REQUIRED ACTION: Please render the rows from their start through the line that contains "box: [41, 245, 89, 288]", both ends included, as a JSON list of strings with one string per line and blank lines left out.

START AVAILABLE DATA

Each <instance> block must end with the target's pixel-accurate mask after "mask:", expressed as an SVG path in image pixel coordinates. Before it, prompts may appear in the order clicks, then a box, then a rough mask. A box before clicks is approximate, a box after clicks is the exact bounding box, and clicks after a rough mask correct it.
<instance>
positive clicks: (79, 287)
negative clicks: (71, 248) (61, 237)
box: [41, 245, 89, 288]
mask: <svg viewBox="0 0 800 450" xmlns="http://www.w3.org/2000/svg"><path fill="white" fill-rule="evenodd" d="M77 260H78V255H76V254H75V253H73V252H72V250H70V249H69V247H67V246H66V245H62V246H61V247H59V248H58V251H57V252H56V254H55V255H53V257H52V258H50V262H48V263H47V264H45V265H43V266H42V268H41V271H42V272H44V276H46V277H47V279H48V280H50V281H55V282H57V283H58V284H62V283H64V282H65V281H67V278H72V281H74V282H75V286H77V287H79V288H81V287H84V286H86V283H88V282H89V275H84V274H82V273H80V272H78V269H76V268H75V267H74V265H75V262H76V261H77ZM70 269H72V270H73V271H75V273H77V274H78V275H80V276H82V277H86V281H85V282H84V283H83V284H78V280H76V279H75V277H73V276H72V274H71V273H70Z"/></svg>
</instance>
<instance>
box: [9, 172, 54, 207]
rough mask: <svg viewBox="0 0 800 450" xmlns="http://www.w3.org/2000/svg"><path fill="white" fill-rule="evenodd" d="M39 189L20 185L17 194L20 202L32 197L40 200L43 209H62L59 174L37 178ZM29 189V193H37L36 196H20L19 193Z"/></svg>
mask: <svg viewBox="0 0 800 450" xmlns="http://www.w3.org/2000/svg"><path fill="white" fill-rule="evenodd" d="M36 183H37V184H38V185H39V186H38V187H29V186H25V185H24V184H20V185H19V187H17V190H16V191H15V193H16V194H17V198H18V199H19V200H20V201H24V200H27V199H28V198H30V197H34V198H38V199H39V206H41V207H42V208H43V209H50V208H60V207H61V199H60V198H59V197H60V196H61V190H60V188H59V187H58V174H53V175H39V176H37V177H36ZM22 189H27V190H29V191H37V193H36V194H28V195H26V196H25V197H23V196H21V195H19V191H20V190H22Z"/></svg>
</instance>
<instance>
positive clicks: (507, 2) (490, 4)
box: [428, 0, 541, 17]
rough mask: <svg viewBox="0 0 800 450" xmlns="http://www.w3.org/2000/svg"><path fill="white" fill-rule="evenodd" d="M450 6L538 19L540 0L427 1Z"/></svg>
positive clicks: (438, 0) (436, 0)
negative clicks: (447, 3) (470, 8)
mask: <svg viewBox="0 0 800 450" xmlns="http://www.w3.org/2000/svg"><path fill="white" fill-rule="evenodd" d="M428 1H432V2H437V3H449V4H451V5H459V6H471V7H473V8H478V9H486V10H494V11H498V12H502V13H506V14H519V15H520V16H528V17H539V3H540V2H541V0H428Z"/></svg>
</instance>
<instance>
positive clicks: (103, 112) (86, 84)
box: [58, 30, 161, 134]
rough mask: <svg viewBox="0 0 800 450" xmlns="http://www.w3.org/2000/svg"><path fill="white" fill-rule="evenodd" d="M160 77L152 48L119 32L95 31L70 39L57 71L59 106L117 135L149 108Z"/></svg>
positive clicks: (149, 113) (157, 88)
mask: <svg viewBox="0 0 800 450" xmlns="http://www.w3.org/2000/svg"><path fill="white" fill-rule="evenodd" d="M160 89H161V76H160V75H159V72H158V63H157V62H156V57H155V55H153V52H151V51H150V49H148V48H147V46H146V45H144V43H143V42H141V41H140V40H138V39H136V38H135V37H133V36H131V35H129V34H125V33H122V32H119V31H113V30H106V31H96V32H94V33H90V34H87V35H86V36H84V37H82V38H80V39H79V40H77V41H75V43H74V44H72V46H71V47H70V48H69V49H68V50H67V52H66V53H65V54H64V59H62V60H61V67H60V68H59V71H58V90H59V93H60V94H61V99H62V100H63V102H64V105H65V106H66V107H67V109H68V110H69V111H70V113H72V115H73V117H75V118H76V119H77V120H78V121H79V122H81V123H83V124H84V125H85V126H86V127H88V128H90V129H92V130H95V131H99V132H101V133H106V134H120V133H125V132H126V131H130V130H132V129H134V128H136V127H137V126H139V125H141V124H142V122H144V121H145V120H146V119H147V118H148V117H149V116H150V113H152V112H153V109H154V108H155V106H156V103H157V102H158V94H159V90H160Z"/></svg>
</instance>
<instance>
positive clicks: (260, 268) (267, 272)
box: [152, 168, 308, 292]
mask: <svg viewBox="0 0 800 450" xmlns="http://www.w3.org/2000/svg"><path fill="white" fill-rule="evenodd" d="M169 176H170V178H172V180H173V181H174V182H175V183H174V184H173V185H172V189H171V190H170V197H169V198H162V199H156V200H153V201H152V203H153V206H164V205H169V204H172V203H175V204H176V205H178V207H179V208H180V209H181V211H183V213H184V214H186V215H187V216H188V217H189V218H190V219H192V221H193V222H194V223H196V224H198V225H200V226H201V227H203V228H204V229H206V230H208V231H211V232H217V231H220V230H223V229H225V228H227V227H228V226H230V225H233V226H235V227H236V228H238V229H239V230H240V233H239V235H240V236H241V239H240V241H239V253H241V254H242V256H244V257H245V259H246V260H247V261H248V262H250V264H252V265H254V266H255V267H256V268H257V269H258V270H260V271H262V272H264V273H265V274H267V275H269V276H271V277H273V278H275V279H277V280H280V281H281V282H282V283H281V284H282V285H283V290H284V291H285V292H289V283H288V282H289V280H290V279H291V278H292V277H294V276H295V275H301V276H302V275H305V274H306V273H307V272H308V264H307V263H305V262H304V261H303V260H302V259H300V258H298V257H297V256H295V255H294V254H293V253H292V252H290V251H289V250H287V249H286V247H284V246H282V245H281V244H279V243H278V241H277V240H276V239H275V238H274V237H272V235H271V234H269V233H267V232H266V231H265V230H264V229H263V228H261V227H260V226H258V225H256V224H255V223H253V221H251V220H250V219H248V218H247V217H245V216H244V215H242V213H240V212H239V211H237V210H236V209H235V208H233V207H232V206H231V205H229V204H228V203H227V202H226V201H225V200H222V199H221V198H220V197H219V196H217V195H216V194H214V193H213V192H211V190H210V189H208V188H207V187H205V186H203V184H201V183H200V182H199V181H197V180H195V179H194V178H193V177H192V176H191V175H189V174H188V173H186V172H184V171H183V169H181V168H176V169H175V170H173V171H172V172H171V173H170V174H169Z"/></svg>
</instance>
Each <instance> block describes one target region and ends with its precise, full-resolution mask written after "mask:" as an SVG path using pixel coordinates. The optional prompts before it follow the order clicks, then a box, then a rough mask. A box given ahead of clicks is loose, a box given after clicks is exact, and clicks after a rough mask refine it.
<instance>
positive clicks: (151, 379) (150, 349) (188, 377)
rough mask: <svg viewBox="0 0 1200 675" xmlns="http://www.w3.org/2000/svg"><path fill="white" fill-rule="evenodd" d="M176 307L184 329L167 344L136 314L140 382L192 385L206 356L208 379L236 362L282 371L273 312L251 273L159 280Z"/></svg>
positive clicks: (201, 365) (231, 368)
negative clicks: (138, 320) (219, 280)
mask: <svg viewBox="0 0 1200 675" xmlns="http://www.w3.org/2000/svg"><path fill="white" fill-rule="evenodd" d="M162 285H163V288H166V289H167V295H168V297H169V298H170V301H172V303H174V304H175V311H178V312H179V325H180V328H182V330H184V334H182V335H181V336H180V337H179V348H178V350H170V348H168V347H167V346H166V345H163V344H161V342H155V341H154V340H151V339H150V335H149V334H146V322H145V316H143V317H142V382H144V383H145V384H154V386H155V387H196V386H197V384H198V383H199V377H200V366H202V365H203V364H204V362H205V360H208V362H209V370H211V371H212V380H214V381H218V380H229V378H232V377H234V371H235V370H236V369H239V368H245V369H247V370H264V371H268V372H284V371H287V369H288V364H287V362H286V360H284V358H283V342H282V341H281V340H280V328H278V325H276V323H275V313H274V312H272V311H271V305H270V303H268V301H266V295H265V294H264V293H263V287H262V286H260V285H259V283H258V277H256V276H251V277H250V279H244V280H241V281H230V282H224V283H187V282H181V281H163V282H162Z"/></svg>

END AVAILABLE DATA

OUTPUT OF THE EXERCISE:
[
  "Each <instance> block must end with the target's pixel-accurate mask after \"mask:\", expressed as an SVG path in image pixel coordinates. Before it, prompts may appear in the order clicks, then a box, then a rough mask. A box before clicks is approximate, a box after clicks is the exact bounding box, and clicks after a rough mask correct it.",
  "<instance>",
  "positive clicks: (79, 287)",
  "negative clicks: (71, 248) (61, 237)",
  "box: [41, 245, 89, 288]"
]